• Tarefas propostas:
A – Resuma em duas frases o trecho sobre a reforma eleitoral.
B – Redija a continuação do trecho sobre a reforma eleitoral, começando logo após a última frase apresentada.

• Trecho do documento:

☆ ☆ ☆ ☆ ☆

Apesar da PEC 125/11 ter sido aprovada pela Câmara, ficou ainda em tramitação o PLP 112/21, que representa uma reforma no Código de Processo Eleitoral. Entre outros pontos, o projeto diminui a transparência nas prestações de contas eleitorais, dificulta a punição de crimes e pode abrir brechas para o desvio de dinheiro transferido a candidaturas femininas. O Presidente Arthur Lira já manifestou a intenção de pautar o projeto nas próximas semanas.

Um ponto primordial de cada projeto de lei que trabalhamos é entender "qual é o problema que esse projeto busca resolver". No caso da reforma eleitoral que tramita no Congresso, quando se faz esse questionamento, ouve-se um silêncio retumbante. Isso porque a resposta não é algo que os parlamentares favoráveis à reforma estejam dispostos a dizer em voz alta: "muda-se tudo para não se mudar nada", a máxima que reina em Brasília. Na ausência do Distritão, que seria capaz de manter o status-quo com maior facilidade, aprova-se a volta das coligações proporcionais, também capazes de garantir a manutenção do poder daqueles que já estão lá.

☆ ☆ ☆ ☆ ☆

• Anotações de caixas para fotos:
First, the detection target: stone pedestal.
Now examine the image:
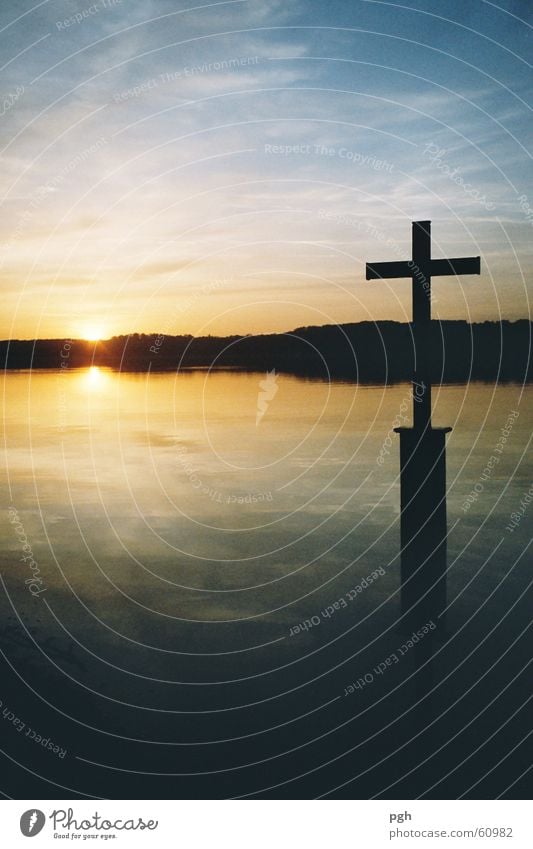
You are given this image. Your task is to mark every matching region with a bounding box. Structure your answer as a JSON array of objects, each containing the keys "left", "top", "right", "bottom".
[{"left": 396, "top": 427, "right": 451, "bottom": 633}]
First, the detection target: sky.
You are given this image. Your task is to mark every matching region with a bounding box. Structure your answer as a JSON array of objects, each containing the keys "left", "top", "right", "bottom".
[{"left": 0, "top": 0, "right": 533, "bottom": 339}]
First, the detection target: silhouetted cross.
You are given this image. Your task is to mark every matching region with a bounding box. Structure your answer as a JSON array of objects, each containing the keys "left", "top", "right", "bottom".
[{"left": 366, "top": 221, "right": 481, "bottom": 429}]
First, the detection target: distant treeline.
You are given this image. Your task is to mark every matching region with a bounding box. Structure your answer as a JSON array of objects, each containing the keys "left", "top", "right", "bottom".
[{"left": 0, "top": 320, "right": 532, "bottom": 383}]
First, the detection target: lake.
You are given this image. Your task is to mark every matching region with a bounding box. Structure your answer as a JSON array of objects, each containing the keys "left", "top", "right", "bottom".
[{"left": 2, "top": 367, "right": 533, "bottom": 798}]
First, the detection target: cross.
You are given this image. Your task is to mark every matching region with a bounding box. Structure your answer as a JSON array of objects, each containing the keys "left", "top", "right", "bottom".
[{"left": 366, "top": 221, "right": 480, "bottom": 430}]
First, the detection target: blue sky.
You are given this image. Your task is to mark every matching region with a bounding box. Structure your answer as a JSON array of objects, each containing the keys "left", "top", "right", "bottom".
[{"left": 0, "top": 0, "right": 533, "bottom": 338}]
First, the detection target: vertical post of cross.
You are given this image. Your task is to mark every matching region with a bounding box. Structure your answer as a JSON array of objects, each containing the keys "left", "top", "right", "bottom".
[
  {"left": 366, "top": 221, "right": 480, "bottom": 630},
  {"left": 412, "top": 221, "right": 431, "bottom": 430}
]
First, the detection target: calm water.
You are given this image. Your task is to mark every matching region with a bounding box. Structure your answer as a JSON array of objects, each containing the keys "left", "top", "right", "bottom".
[{"left": 1, "top": 368, "right": 533, "bottom": 798}]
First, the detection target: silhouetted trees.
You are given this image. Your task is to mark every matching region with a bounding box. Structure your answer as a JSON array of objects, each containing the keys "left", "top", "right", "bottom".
[{"left": 0, "top": 320, "right": 532, "bottom": 383}]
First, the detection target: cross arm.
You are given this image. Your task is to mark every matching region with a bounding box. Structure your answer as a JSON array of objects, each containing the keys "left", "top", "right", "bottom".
[
  {"left": 366, "top": 262, "right": 413, "bottom": 280},
  {"left": 430, "top": 256, "right": 481, "bottom": 277}
]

☆ ☆ ☆ ☆ ☆

• Respostas:
A – Embora a Câmara tenha aprovado a PEC 125/11, o PLP 112/21 continua em tramitação; esse projeto reforma o Código de Processo Eleitoral, diminui a transparência nas prestações de contas eleitorais, dificulta a punição de crimes e pode abrir brechas para o desvio de dinheiro destinado a candidaturas femininas. Os parlamentares favoráveis à reforma não dizem qual problema ela pretende resolver, pois a lógica é "muda-se tudo para não se mudar nada", e, sem o Distritão, aprova-se a volta das coligações proporcionais, que também garantem o poder de quem já está lá.

B –
A mobilização por questões políticas é sempre um desafio. O nosso sistema, propositalmente, ressalta-se, é complexo e pouco entendido pela população. A contabilidade de votos e a tecnicidade de distribuição de recursos são questões que não apaixonam. Mais, se queremos uma política mais justa, mais representativa, uma democracia mais saudável e, consequentemente, um país mais desenvolvido, precisamos encarar esse desafio com todas as nossas forças. Hoje, a mobilização da sociedade civil é nossa maior arma. Foi a responsável pela derrubada do Distritão na Câmara dos Deputados e pode ser a responsável pela derrubada das mudanças do Código Eleitoral e das Coligações no Senado Federal

Em tempos de instabilidade democrática, é fundamental simplificar, traduzir e demonstrar que as regras do jogo são, virtualmente, a parte mais importante da nossa democracia. Elas são a porta de entrada na política, definem quem joga e como se joga. Nós não conseguiremos ter uma política verdadeiramente representativa e nem uma democracia sólida enquanto essas regras forem enviesadas e excludentes.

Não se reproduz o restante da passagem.